Region pointing data:

- Opening Delimiter -

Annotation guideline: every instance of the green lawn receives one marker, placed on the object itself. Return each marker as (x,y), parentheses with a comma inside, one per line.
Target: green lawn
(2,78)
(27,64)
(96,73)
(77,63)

- Closing Delimiter -

TASK STATEMENT
Without changing a word, print all of the entries above.

WRITTEN ANSWER
Annotation guideline: every instance of the green lawn receives one marker, placed on the object itself. Return each marker as (x,y), parentheses with a comma inside, one per line.
Target: green lawn
(2,78)
(27,64)
(96,73)
(77,63)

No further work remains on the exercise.